— PROMPT —
Repeat exactly, and only, the lines from the line containing "of the antenna" through the last line of the records below, including both.

— DATA SUPPLIED —

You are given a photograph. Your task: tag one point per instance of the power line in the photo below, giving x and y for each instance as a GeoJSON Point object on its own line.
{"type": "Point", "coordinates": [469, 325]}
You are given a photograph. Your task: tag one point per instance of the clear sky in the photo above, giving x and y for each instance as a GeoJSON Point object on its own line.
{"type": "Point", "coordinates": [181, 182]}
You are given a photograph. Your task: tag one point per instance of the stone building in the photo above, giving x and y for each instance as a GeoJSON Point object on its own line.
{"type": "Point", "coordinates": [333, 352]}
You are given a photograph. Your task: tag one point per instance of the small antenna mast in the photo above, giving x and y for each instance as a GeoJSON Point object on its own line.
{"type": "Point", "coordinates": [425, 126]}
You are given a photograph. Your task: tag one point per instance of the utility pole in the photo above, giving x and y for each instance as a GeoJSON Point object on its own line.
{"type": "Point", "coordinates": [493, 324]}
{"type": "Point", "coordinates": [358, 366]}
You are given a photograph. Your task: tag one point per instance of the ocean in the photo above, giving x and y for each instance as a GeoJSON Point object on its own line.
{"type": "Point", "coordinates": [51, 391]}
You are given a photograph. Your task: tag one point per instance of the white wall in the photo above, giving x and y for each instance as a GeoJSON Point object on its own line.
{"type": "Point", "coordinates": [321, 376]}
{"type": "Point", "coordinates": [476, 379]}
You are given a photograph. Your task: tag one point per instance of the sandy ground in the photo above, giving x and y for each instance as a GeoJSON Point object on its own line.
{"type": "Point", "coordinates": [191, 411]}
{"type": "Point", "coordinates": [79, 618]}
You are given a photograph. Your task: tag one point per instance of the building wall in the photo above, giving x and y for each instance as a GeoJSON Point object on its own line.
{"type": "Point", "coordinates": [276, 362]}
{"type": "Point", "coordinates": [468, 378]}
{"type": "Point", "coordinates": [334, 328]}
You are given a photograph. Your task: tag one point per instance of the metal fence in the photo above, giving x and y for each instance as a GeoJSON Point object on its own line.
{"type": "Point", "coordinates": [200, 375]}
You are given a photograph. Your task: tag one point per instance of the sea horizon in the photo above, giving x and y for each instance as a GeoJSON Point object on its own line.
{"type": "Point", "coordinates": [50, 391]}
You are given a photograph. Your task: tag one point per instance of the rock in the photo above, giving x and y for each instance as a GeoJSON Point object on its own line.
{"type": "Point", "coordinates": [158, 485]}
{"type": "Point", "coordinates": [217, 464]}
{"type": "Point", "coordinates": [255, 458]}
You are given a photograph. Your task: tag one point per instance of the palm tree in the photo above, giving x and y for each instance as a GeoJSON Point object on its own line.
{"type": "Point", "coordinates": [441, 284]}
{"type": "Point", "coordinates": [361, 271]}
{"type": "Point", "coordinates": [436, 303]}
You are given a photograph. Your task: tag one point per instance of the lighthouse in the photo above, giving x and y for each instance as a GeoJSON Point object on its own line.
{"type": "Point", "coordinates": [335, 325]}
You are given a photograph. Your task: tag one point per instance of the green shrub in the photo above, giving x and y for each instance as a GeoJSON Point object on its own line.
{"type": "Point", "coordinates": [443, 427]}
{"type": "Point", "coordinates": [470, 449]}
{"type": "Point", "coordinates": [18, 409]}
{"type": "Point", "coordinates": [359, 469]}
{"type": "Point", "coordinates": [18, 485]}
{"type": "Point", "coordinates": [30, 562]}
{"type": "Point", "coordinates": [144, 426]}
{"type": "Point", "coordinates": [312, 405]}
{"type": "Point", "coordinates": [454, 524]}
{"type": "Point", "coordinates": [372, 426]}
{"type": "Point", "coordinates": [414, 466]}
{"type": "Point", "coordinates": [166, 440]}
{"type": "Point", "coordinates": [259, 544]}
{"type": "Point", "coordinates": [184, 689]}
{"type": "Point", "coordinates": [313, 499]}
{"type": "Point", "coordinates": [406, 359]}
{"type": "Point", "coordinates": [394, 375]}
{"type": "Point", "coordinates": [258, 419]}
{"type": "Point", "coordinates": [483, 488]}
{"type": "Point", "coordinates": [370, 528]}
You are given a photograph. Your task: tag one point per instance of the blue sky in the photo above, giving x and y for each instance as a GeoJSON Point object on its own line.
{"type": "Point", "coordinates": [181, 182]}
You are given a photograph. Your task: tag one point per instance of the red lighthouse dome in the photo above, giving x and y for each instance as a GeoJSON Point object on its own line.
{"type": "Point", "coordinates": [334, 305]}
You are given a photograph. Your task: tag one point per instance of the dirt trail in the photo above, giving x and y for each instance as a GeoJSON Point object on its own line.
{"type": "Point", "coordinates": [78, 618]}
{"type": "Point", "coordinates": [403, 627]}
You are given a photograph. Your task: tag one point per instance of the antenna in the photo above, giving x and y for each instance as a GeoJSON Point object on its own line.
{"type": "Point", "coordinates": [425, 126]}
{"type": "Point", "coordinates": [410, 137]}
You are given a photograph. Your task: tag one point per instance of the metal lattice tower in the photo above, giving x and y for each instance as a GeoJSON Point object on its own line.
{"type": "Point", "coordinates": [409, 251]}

— REPLY TO THE EXERCISE —
You are given a photograph. Your task: tag one point per instance of the antenna in the photo above, giving x and y for each instance as a GeoJSON Point object on its own line.
{"type": "Point", "coordinates": [425, 126]}
{"type": "Point", "coordinates": [410, 137]}
You are given a photograph. Your task: tag one point per instance of the metal lattice tower in the photo above, giving x and y for each instance as a GeoJSON Point object on its own line.
{"type": "Point", "coordinates": [409, 251]}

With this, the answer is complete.